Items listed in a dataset

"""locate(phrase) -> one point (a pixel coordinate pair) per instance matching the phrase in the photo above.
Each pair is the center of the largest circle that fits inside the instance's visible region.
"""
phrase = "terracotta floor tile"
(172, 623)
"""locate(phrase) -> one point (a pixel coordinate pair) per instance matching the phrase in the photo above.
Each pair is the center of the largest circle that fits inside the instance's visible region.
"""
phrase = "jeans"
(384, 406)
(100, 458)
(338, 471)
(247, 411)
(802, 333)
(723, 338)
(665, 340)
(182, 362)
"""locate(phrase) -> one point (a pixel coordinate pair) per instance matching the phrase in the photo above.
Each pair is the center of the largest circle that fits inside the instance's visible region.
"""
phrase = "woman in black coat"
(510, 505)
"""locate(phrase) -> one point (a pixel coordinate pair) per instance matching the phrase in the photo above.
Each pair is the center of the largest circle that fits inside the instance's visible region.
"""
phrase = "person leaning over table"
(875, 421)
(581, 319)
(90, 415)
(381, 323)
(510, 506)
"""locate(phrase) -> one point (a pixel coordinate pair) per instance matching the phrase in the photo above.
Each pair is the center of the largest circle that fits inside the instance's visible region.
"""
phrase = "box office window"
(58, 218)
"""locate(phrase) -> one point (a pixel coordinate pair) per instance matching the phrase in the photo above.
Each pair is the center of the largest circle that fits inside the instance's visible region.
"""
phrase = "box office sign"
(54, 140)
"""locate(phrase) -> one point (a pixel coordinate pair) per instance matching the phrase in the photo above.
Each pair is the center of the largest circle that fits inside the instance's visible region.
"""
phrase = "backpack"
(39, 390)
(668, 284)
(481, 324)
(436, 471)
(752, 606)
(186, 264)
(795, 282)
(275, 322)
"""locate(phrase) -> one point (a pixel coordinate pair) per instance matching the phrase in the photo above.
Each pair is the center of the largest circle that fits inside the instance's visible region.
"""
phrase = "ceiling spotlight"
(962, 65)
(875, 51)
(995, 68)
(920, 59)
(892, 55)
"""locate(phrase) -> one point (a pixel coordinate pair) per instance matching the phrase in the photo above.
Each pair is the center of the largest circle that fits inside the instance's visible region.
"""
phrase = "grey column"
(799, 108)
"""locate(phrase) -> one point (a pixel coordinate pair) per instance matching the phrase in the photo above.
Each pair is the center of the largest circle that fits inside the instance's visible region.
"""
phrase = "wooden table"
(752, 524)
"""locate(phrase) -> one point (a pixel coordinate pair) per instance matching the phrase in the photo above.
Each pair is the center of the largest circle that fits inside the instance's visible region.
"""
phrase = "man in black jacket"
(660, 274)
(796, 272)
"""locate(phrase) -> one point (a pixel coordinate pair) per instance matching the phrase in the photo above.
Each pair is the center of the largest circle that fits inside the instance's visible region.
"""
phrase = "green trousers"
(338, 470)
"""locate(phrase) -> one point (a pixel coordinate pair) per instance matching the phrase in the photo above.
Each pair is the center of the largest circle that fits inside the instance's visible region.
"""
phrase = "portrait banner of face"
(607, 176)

Aim: Repeat each record exactly. Omit nothing.

In response:
"""locate(phrase) -> one point (a pixel coordinate pair) per instance matching the phrase in the photo above.
Each pair is the center of the largest circle that fits inside the instance's visible region.
"""
phrase = "terracotta floor tile"
(172, 623)
"""locate(phrase) -> one point (a pixel coordinate pair) per instance matching the phrase in the photo above.
Each pair is the center of the largest circle that fits inside the instance's visible region.
"""
phrase = "jeans"
(384, 406)
(100, 458)
(338, 471)
(247, 411)
(802, 333)
(723, 338)
(665, 340)
(182, 362)
"""locate(phrase) -> one point (a pixel coordinate pair) per instance matching the phrase in the photo above.
Each pair is the center of the largest circle that fits inside the instance's visible region.
"""
phrase = "woman in black coat"
(510, 505)
"""locate(phrase) -> one point (a pixel coordinate pair) per instance matching the phrase in the photo above.
Each pair is the center of the largest circle that fits inside the instance's visible region.
"""
phrase = "person leaning over table"
(875, 421)
(581, 319)
(90, 415)
(381, 323)
(510, 506)
"""locate(phrase) -> one point (a pixel coordinate pair) per instance matching the phrase in the photo above.
Each pair is the center of the largest circle that fits inside the instance's visible region.
"""
phrase = "box office window"
(58, 218)
"""locate(phrase) -> one point (a pixel coordinate pair) per instance matching the phrase in the photo above.
Each pair is the center of the largest circle that fits inside the instance's visible region.
"""
phrase = "box office sign"
(54, 140)
"""locate(phrase) -> one point (a pixel coordinate pair) per instance matching the phrase in the photo above.
Each pair is the center of the largest circle that fits inside the instance's visible region.
"""
phrase = "backpack"
(39, 390)
(668, 284)
(481, 324)
(436, 471)
(752, 606)
(186, 264)
(795, 282)
(275, 322)
"""locate(phrase) -> one point (a pixel coordinate pair) per instance matching the phrase in the photo above.
Each pair is the center of the largest circle that fits inside the instance's visible region.
"""
phrase = "ceiling spotlight"
(962, 65)
(875, 51)
(995, 68)
(920, 59)
(892, 55)
"""locate(phrase) -> one point (a pixel coordinate pair) per instance matching the phrase in the photo above.
Each pair is the center of the largest circle that fits inside the instance's visible region.
"""
phrase = "grey column"
(799, 108)
"""locate(phrase) -> one point (a pixel coordinate pair) per instance matching the phrase in the photo above.
Each pair is the center of the largest circle that fits inside the instance's visible region.
"""
phrase = "wooden table"
(752, 524)
"""locate(phrase) -> one point (a pixel coordinate pair) per instance matching the phrase in the photo above.
Each pair is the center of the largest circle that fits inside the instance's visible region.
"""
phrase = "man in black jacket"
(660, 274)
(796, 272)
"""locate(phrase) -> one point (a pixel coordinate pair) per instance matching the phrase in the photo above.
Each pair is the center of the largest circle that fits inside the instance's visible region.
"""
phrase = "green trousers"
(338, 470)
"""locate(phrase) -> one point (a pixel coordinate pair) per instance matching the phrase in the photo above.
Each pair is the center of the largest circle that fits inside the instance's visible region.
"""
phrase = "portrait banner of face"
(607, 176)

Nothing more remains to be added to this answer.